Print every line below without adding or leaving out a single word.

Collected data

§ §

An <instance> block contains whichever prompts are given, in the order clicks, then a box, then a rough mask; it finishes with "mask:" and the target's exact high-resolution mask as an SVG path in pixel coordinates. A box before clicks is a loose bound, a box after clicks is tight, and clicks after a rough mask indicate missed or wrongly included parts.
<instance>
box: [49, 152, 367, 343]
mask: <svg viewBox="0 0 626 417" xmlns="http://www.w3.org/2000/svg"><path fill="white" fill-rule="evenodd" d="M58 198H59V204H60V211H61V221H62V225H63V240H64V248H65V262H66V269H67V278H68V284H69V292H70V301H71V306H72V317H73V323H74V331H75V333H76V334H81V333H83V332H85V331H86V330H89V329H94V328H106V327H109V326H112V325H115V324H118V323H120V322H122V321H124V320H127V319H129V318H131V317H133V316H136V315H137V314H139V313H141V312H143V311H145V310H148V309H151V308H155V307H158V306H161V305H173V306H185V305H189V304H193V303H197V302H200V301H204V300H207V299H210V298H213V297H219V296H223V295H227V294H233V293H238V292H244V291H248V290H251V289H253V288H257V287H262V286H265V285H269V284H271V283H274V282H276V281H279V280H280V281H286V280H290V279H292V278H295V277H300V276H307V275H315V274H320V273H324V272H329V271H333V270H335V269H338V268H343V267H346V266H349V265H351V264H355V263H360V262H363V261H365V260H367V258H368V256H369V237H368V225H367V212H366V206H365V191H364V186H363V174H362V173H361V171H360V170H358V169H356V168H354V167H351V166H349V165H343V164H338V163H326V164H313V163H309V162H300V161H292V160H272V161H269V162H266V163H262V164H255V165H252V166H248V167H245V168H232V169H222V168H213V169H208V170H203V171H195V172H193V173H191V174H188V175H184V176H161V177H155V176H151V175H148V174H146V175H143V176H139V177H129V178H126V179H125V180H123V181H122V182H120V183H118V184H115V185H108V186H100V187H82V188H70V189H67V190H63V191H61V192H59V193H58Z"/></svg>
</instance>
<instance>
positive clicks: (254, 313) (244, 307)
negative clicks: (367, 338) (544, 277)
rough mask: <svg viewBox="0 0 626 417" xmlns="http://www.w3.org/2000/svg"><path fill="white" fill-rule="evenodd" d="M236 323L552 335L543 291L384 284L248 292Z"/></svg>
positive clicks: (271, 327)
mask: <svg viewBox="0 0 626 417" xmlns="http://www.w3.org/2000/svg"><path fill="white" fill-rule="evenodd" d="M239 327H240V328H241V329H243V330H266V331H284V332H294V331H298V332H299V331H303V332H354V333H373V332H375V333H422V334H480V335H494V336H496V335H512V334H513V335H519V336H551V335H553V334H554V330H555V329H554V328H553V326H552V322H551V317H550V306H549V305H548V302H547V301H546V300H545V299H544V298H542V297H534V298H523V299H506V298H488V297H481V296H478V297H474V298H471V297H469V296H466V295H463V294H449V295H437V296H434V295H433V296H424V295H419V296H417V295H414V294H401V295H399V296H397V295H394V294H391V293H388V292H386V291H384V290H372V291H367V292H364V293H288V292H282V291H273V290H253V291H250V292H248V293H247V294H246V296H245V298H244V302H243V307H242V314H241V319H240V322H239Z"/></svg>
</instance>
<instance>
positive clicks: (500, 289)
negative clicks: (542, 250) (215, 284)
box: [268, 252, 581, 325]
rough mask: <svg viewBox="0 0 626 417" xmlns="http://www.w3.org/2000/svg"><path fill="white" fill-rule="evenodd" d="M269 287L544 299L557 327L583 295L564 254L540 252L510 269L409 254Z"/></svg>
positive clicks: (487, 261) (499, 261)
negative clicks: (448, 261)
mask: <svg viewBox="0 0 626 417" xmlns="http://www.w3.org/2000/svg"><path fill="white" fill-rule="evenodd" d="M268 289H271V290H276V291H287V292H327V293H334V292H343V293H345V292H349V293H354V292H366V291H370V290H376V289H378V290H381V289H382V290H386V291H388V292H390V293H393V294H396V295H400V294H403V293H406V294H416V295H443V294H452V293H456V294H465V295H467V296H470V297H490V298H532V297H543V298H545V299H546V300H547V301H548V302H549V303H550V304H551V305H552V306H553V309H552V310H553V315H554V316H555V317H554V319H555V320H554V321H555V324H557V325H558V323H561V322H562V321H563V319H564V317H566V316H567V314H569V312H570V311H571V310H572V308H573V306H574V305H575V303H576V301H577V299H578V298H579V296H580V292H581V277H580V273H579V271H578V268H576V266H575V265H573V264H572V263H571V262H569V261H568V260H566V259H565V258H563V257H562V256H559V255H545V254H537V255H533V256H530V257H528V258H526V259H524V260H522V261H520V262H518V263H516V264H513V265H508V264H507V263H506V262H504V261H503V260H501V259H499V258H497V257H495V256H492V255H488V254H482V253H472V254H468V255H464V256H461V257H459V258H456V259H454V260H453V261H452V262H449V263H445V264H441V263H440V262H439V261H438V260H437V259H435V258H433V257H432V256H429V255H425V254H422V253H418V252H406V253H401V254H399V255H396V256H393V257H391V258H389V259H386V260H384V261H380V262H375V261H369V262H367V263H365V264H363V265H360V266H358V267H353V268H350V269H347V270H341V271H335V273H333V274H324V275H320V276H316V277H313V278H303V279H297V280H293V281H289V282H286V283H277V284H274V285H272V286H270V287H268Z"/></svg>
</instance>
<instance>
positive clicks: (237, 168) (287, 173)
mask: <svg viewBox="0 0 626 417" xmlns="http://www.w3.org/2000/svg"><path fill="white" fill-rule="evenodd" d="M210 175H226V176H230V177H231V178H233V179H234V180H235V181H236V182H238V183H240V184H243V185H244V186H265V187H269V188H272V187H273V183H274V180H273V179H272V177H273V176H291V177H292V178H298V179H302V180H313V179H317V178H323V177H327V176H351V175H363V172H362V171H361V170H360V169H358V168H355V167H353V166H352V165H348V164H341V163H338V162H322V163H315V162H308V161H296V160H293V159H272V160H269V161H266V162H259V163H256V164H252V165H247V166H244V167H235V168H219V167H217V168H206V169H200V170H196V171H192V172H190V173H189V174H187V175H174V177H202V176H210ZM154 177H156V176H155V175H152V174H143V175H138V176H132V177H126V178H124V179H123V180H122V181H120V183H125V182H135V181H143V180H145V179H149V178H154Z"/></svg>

§ §

▶ _OUTPUT OF THE EXERCISE_
An <instance> block contains whichever prompts are given, in the order clicks, then a box, then a rough mask; it finishes with "mask:" and the target's exact high-resolution mask as an SVG path in pixel coordinates. A box before clicks is a loose bound, a box after clicks is tight, and clicks after a rough mask indicate missed or wrongly included parts.
<instance>
box: [49, 152, 367, 343]
mask: <svg viewBox="0 0 626 417" xmlns="http://www.w3.org/2000/svg"><path fill="white" fill-rule="evenodd" d="M58 198H59V204H60V211H61V221H62V225H63V240H64V248H65V262H66V269H67V278H68V284H69V292H70V301H71V306H72V317H73V323H74V331H75V333H76V334H81V333H83V332H85V331H86V330H89V329H94V328H106V327H109V326H112V325H115V324H118V323H120V322H122V321H124V320H127V319H129V318H131V317H133V316H136V315H137V314H139V313H141V312H143V311H145V310H148V309H151V308H155V307H158V306H161V305H173V306H185V305H189V304H193V303H197V302H200V301H204V300H207V299H210V298H213V297H219V296H223V295H227V294H233V293H238V292H244V291H248V290H251V289H253V288H257V287H262V286H265V285H269V284H271V283H274V282H276V281H279V280H280V281H286V280H290V279H292V278H295V277H300V276H307V275H315V274H320V273H324V272H329V271H333V270H335V269H338V268H343V267H346V266H349V265H351V264H355V263H360V262H363V261H365V260H367V258H368V256H369V237H368V225H367V212H366V206H365V191H364V186H363V174H362V173H361V171H360V170H358V169H356V168H354V167H351V166H349V165H343V164H338V163H326V164H313V163H309V162H300V161H292V160H272V161H269V162H266V163H262V164H255V165H252V166H248V167H245V168H232V169H222V168H213V169H208V170H203V171H195V172H193V173H191V174H188V175H184V176H161V177H155V176H151V175H148V174H146V175H143V176H139V177H129V178H126V179H125V180H123V181H122V182H120V183H118V184H115V185H108V186H100V187H82V188H70V189H67V190H63V191H61V192H59V193H58Z"/></svg>
</instance>
<instance>
positive clicks: (254, 313) (244, 307)
negative clicks: (367, 338) (544, 277)
rough mask: <svg viewBox="0 0 626 417" xmlns="http://www.w3.org/2000/svg"><path fill="white" fill-rule="evenodd" d="M236 323L552 335L543 291L384 284L248 292Z"/></svg>
positive clicks: (271, 327)
mask: <svg viewBox="0 0 626 417" xmlns="http://www.w3.org/2000/svg"><path fill="white" fill-rule="evenodd" d="M239 327H240V328H241V329H243V330H266V331H284V332H294V331H298V332H299V331H303V332H354V333H373V332H375V333H422V334H480V335H494V336H496V335H512V334H513V335H519V336H551V335H553V334H554V330H555V329H554V328H553V326H552V322H551V317H550V306H549V305H548V302H547V301H546V300H545V299H544V298H542V297H534V298H523V299H506V298H488V297H481V296H478V297H474V298H471V297H469V296H466V295H463V294H449V295H437V296H434V295H433V296H424V295H419V296H417V295H414V294H401V295H399V296H397V295H394V294H391V293H388V292H386V291H384V290H372V291H367V292H364V293H288V292H282V291H273V290H253V291H250V292H248V293H247V294H246V296H245V298H244V302H243V307H242V314H241V319H240V322H239Z"/></svg>
</instance>
<instance>
positive clicks: (500, 289)
negative clicks: (542, 250) (215, 284)
box: [268, 252, 581, 325]
rough mask: <svg viewBox="0 0 626 417" xmlns="http://www.w3.org/2000/svg"><path fill="white" fill-rule="evenodd" d="M269 287L544 299L557 327L583 295L564 254L540 252L510 269L409 254Z"/></svg>
positive clicks: (487, 261) (499, 261)
negative clicks: (448, 261)
mask: <svg viewBox="0 0 626 417" xmlns="http://www.w3.org/2000/svg"><path fill="white" fill-rule="evenodd" d="M268 289H271V290H276V291H287V292H327V293H334V292H343V293H345V292H349V293H354V292H366V291H370V290H376V289H378V290H381V289H382V290H386V291H388V292H390V293H393V294H396V295H400V294H403V293H406V294H416V295H443V294H452V293H456V294H465V295H467V296H470V297H490V298H532V297H543V298H545V299H546V300H547V301H548V302H549V303H550V304H551V305H552V306H553V309H552V310H553V315H554V316H555V317H554V319H555V320H554V321H555V324H557V325H558V323H561V322H562V321H563V319H564V317H566V316H567V314H569V312H570V311H571V310H572V308H573V306H574V305H575V303H576V301H577V299H578V298H579V296H580V292H581V277H580V273H579V271H578V268H576V266H575V265H573V264H572V263H571V262H569V261H568V260H566V259H565V258H563V257H562V256H559V255H545V254H537V255H533V256H530V257H528V258H526V259H524V260H522V261H520V262H518V263H516V264H513V265H508V264H507V263H506V262H504V261H503V260H501V259H499V258H497V257H495V256H492V255H488V254H482V253H472V254H468V255H464V256H461V257H459V258H456V259H454V260H453V261H452V262H449V263H445V264H441V263H440V262H439V261H438V260H437V259H435V258H433V257H432V256H429V255H425V254H422V253H418V252H406V253H401V254H399V255H396V256H393V257H391V258H389V259H386V260H384V261H380V262H375V261H369V262H367V263H365V264H363V265H360V266H358V267H353V268H350V269H347V270H341V271H335V273H333V274H324V275H320V276H316V277H313V278H303V279H297V280H293V281H289V282H286V283H277V284H274V285H272V286H270V287H268Z"/></svg>
</instance>
<instance>
positive clicks: (237, 168) (287, 173)
mask: <svg viewBox="0 0 626 417" xmlns="http://www.w3.org/2000/svg"><path fill="white" fill-rule="evenodd" d="M210 175H226V176H230V177H231V178H233V179H234V180H235V181H236V182H238V183H240V184H243V185H244V186H265V187H269V188H272V187H273V183H274V180H273V179H272V177H273V176H291V177H292V178H298V179H302V180H313V179H317V178H323V177H327V176H351V175H363V172H362V171H361V170H360V169H358V168H355V167H353V166H352V165H348V164H341V163H338V162H322V163H315V162H308V161H296V160H293V159H272V160H269V161H266V162H259V163H256V164H252V165H247V166H244V167H235V168H219V167H217V168H206V169H200V170H196V171H192V172H190V173H189V174H187V175H174V177H202V176H210ZM154 177H156V176H155V175H152V174H143V175H138V176H132V177H126V178H124V179H123V180H122V181H120V183H125V182H135V181H143V180H145V179H149V178H154Z"/></svg>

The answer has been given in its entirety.